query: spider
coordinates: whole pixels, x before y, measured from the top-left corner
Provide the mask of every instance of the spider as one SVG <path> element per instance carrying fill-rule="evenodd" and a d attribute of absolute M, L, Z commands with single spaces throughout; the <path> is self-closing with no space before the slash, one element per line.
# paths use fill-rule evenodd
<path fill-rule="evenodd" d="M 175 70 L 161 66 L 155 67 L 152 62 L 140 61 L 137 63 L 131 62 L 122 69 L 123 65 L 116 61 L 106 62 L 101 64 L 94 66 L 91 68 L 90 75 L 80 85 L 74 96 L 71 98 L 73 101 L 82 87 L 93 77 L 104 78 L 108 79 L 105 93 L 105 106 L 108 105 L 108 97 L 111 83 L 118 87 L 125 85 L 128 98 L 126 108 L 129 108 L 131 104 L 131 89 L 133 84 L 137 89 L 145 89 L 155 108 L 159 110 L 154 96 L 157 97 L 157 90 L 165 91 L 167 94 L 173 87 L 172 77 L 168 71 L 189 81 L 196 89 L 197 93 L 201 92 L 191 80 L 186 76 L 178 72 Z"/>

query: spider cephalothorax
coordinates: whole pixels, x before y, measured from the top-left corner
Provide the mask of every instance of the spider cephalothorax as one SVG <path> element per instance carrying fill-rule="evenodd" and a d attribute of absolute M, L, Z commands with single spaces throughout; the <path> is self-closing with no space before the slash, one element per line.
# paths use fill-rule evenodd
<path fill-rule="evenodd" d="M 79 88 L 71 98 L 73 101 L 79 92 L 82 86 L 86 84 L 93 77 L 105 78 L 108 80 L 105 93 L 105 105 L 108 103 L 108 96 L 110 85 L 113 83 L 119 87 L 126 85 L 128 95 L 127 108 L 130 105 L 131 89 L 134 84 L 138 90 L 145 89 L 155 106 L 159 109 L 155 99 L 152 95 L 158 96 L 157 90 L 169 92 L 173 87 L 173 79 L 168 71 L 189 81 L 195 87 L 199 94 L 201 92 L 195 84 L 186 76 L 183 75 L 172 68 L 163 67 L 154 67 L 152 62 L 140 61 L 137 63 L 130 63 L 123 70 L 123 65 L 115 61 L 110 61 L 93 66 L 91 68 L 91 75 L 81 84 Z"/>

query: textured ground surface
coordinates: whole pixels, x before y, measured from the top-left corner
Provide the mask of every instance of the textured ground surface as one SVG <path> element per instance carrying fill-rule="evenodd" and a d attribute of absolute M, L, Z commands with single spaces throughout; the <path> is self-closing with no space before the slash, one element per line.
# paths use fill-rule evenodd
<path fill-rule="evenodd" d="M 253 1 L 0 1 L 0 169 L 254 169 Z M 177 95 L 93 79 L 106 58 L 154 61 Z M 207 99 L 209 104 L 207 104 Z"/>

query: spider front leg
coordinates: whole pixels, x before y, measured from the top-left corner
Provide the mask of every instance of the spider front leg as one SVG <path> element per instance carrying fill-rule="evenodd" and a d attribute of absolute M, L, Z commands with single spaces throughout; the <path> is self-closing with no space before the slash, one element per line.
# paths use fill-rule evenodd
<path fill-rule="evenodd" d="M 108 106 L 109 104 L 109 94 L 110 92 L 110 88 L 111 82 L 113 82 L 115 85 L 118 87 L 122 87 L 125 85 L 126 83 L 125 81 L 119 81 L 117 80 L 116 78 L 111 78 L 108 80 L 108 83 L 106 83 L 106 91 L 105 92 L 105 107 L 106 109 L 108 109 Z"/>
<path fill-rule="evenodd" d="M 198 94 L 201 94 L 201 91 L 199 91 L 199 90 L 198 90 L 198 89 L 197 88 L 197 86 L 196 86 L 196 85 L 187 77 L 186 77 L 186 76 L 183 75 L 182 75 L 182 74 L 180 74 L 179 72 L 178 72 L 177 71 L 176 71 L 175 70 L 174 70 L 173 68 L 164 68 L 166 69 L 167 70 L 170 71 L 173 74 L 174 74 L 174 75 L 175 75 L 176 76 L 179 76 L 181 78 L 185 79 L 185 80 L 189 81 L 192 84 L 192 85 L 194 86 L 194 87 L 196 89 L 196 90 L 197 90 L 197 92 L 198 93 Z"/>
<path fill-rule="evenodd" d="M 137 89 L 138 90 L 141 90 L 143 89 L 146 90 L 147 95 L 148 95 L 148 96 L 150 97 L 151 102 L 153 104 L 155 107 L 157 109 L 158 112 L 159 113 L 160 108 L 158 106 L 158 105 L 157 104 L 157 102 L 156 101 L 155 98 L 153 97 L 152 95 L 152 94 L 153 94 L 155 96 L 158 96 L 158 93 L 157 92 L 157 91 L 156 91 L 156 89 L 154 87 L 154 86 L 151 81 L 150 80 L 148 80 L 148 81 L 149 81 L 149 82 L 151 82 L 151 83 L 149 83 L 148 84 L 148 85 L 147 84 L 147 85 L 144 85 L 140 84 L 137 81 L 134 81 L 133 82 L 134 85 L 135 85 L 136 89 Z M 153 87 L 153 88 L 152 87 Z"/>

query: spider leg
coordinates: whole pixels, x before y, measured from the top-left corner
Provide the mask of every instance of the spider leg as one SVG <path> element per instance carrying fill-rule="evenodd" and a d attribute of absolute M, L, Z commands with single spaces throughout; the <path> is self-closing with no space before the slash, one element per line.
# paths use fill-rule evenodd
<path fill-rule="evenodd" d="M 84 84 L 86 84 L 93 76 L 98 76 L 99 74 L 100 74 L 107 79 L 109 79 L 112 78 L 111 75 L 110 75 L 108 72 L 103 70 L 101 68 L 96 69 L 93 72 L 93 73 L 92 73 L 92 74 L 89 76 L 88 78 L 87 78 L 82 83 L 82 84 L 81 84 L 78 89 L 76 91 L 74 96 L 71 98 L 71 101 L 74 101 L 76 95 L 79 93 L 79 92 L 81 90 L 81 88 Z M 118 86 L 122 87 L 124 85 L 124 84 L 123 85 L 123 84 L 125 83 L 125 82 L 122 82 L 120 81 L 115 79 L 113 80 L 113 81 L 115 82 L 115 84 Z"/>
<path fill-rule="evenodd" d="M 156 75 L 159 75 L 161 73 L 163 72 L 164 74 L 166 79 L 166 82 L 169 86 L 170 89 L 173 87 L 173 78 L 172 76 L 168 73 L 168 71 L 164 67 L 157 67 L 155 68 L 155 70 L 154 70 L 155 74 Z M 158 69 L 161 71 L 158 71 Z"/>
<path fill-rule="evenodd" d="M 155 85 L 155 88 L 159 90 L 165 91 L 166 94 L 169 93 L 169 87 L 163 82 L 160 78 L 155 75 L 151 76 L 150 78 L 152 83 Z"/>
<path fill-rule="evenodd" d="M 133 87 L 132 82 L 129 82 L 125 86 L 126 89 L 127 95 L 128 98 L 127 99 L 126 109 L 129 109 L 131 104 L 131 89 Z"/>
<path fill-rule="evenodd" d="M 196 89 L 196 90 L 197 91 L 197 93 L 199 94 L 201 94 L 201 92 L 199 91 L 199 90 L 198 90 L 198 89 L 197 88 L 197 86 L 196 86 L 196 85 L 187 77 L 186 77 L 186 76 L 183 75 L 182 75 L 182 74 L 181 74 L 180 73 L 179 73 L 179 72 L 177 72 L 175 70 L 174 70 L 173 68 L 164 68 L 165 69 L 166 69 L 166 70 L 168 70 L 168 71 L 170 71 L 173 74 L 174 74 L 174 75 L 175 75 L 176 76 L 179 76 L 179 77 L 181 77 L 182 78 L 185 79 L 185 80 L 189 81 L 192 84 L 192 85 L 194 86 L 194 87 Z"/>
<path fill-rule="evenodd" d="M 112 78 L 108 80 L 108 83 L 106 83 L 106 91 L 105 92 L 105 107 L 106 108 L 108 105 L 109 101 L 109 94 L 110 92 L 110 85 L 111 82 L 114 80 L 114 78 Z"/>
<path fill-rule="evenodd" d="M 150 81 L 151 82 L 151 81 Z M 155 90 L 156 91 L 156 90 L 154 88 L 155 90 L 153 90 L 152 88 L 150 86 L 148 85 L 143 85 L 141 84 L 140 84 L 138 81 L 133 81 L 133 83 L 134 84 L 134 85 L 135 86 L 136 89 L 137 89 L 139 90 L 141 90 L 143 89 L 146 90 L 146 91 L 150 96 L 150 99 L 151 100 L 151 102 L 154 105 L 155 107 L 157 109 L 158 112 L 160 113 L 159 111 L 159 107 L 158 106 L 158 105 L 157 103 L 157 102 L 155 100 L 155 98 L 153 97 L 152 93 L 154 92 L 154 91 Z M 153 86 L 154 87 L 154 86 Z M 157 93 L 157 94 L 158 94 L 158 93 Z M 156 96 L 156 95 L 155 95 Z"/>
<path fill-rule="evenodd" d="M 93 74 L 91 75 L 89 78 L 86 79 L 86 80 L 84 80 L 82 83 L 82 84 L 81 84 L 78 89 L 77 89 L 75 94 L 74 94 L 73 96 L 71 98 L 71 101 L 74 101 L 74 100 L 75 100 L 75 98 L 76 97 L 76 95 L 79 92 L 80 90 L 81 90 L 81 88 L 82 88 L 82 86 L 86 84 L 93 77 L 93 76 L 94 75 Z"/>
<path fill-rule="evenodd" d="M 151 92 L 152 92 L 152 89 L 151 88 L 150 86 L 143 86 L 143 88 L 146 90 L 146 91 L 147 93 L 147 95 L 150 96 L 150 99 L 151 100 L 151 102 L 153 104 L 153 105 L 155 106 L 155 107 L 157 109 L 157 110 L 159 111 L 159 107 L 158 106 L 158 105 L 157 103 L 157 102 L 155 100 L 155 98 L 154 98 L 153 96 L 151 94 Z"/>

AIM:
Convert the lines from the start of the items through the line containing "175 70 L 161" into a Markdown table with the columns Row and Line. Give each line its own numbered row and omit blank lines.

THE RESULT:
| Row | Line |
|---|---|
| 1 | query: spider |
| 2 | coordinates: whole pixels, x before y, measured from the top-left corner |
| 3 | Provide the mask of every instance of the spider as one SVG <path> element per instance carrying fill-rule="evenodd" and a d attribute of absolute M, L, Z commands with single spaces throughout; the <path> is self-closing with no space before the slash, one element per line. |
| 4 | # paths use fill-rule evenodd |
| 5 | <path fill-rule="evenodd" d="M 175 70 L 161 66 L 155 67 L 152 62 L 140 61 L 137 63 L 131 62 L 122 69 L 123 65 L 116 61 L 106 62 L 101 64 L 94 66 L 91 68 L 90 75 L 80 85 L 74 96 L 71 98 L 73 101 L 82 87 L 93 77 L 104 78 L 108 79 L 105 93 L 105 106 L 108 105 L 108 97 L 111 83 L 118 87 L 125 85 L 128 98 L 126 108 L 129 108 L 131 104 L 131 89 L 133 84 L 137 89 L 145 89 L 155 108 L 159 110 L 154 96 L 157 97 L 157 90 L 165 91 L 167 94 L 173 87 L 172 77 L 168 71 L 189 81 L 196 89 L 197 93 L 201 92 L 191 80 L 186 76 L 178 72 Z"/> |